(Passage provided):
========

Herman Melville’s Captain Ahab is perennially seen as the paradigm of a controlling, tyrannical agent. Ahab Unbound leaves his position as a Cold War icon behind, recasting him as a contingent figure, transformed by his environment-by chemistry, electromagnetism, entomology, meteorology, diet, illness, pain, trauma, and neurons firing-in ways that unexpectedly force us to see him as worthy of our empathy and our compassion. 

In sixteen essays by leading scholars, Ahab Unbound advances an urgent inquiry into Melville’s emergence as a center of gravity for materialist work, reframing his infamous whaling captain in terms of pressing conversations in animal studies, critical race and ethnic studies, disability studies, environmental humanities, medical humanities, political theory, and posthumanism. By taking Ahab as a focal point, we gather and give shape to the multitude of ways that materialism produces criticism in our current moment. Collectively, these readings challenge our thinking about the boundaries of both persons and nations, along with the racist and environmental violence caused by categories like the person and the human.

Ahab Unbound makes a compelling case for both the vitality of materialist inquiry and the continued resonance of Melville’s work.

========

(Data excerpts):
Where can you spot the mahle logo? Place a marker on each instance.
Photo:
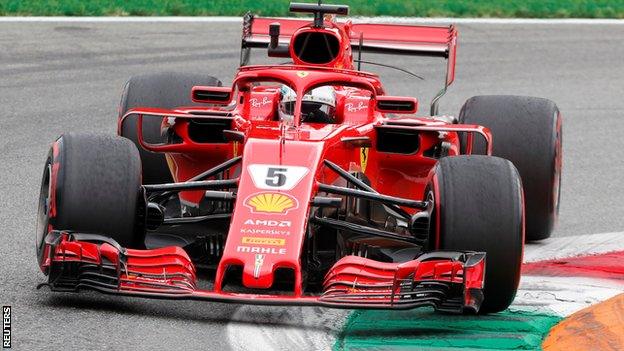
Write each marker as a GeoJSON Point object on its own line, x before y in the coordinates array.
{"type": "Point", "coordinates": [271, 203]}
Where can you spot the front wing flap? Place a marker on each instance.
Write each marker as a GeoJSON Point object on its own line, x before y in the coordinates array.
{"type": "Point", "coordinates": [448, 281]}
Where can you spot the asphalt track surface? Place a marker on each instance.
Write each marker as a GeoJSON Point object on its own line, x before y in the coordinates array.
{"type": "Point", "coordinates": [60, 77]}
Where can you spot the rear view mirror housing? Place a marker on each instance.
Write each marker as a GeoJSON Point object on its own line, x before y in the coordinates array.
{"type": "Point", "coordinates": [396, 104]}
{"type": "Point", "coordinates": [211, 95]}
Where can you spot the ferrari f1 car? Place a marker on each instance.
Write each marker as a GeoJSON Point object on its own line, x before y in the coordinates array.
{"type": "Point", "coordinates": [304, 183]}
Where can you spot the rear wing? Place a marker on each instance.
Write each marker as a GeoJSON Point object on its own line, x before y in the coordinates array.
{"type": "Point", "coordinates": [415, 40]}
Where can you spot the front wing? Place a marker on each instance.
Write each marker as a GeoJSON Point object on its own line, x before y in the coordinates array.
{"type": "Point", "coordinates": [448, 281]}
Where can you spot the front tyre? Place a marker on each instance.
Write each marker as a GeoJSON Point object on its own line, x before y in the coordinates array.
{"type": "Point", "coordinates": [528, 132]}
{"type": "Point", "coordinates": [479, 207]}
{"type": "Point", "coordinates": [161, 90]}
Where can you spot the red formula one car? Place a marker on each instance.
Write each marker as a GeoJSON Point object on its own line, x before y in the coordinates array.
{"type": "Point", "coordinates": [304, 183]}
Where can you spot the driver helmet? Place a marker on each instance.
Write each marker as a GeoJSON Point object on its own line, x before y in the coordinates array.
{"type": "Point", "coordinates": [317, 106]}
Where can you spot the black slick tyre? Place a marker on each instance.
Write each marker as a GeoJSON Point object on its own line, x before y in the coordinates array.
{"type": "Point", "coordinates": [528, 132]}
{"type": "Point", "coordinates": [478, 207]}
{"type": "Point", "coordinates": [162, 90]}
{"type": "Point", "coordinates": [92, 184]}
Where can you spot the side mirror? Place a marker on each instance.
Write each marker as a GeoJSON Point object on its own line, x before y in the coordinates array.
{"type": "Point", "coordinates": [211, 95]}
{"type": "Point", "coordinates": [397, 104]}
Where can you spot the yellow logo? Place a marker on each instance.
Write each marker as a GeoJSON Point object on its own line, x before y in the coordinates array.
{"type": "Point", "coordinates": [271, 203]}
{"type": "Point", "coordinates": [263, 241]}
{"type": "Point", "coordinates": [363, 158]}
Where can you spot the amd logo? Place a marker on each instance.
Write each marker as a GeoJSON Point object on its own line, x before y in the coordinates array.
{"type": "Point", "coordinates": [268, 223]}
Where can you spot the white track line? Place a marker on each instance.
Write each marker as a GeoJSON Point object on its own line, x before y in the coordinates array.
{"type": "Point", "coordinates": [570, 246]}
{"type": "Point", "coordinates": [381, 19]}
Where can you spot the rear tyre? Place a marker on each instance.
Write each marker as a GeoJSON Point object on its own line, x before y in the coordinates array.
{"type": "Point", "coordinates": [91, 184]}
{"type": "Point", "coordinates": [161, 90]}
{"type": "Point", "coordinates": [479, 208]}
{"type": "Point", "coordinates": [526, 131]}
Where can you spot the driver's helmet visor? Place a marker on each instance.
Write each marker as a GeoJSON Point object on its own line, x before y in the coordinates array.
{"type": "Point", "coordinates": [307, 107]}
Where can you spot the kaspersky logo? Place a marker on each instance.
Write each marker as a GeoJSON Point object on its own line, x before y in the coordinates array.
{"type": "Point", "coordinates": [269, 202]}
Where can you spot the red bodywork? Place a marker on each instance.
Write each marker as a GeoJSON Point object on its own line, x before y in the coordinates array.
{"type": "Point", "coordinates": [268, 226]}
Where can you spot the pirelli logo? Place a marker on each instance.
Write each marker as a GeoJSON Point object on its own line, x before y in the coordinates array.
{"type": "Point", "coordinates": [263, 241]}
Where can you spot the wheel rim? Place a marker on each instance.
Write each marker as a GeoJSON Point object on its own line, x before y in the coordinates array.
{"type": "Point", "coordinates": [43, 214]}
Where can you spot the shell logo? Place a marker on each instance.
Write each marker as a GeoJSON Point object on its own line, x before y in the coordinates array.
{"type": "Point", "coordinates": [271, 203]}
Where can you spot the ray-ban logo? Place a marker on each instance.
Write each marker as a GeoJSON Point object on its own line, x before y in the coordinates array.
{"type": "Point", "coordinates": [6, 327]}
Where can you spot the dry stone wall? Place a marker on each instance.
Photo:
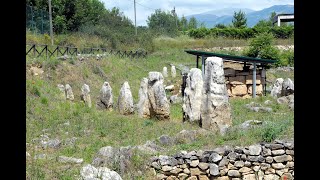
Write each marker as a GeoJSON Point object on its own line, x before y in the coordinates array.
{"type": "Point", "coordinates": [268, 161]}
{"type": "Point", "coordinates": [239, 82]}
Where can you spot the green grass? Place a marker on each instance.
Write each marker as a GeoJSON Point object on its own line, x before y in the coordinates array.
{"type": "Point", "coordinates": [94, 129]}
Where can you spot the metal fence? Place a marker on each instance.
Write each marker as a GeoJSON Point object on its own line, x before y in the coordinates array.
{"type": "Point", "coordinates": [37, 20]}
{"type": "Point", "coordinates": [42, 50]}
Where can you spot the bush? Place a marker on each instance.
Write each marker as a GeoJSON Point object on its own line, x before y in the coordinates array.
{"type": "Point", "coordinates": [242, 33]}
{"type": "Point", "coordinates": [286, 58]}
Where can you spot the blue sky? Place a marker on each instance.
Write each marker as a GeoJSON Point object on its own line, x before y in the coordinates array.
{"type": "Point", "coordinates": [145, 8]}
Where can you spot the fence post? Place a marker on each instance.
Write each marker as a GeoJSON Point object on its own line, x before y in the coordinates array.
{"type": "Point", "coordinates": [183, 86]}
{"type": "Point", "coordinates": [46, 51]}
{"type": "Point", "coordinates": [34, 50]}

========

(Parts of the exercise):
a – Transcribe everything in the Ahab Unbound description from "Herman Melville’s Captain" down to "and our compassion.".
b – According to the Ahab Unbound description, how many essays does the book contain?
c – Resume the Ahab Unbound description from the point where it stops.
The rows above come from a separate source.

(Answers to the tasks):
a –
Herman Melville’s Captain Ahab is perennially seen as the paradigm of a controlling, tyrannical agent. Ahab Unbound leaves his position as a Cold War icon behind, recasting him as a contingent figure, transformed by his environment-by chemistry, electromagnetism, entomology, meteorology, diet, illness, pain, trauma, and neurons firing-in ways that unexpectedly force us to see him as worthy of our empathy and our compassion.

b – Sixteen essays by leading scholars.

c –
Contributors: Branka Arsić, Columbia U; Christopher Castiglia, Pennsylvania State U; Colin Dayan, Vanderbilt U; Christian P. Haines, Pennsylvania State U; Bonnie Honig, Brown U; Jonathan Lamb, Vanderbilt U; Pilar MartÍnez BenedÍ, U of L’Aquila, Italy; Steve Mentz, St. John’s College; John Modern, Franklin and Marshall College; Mark D. Noble, Georgia State U; Samuel Otter, U of California, Berkeley; Donald E. Pease, Dartmouth College; Ralph James Savarese, Grinnell College; Russell Sbriglia, Seton Hall U; Michael D. Snediker, U of Houston; Matthew A. Taylor, U of North Carolina at Chapel Hill; Ivy Wilson, Northwestern U.

Meredith Farmer is assistant teaching professor in English and the Environmental Program at Wake Forest University. She is author of the forthcoming book Melville’s Leaks: Science, Materialism, and the Reconstitution of Persons.

Jonathan D. S. Schroeder is visiting assistant professor of American studies at Brandeis University.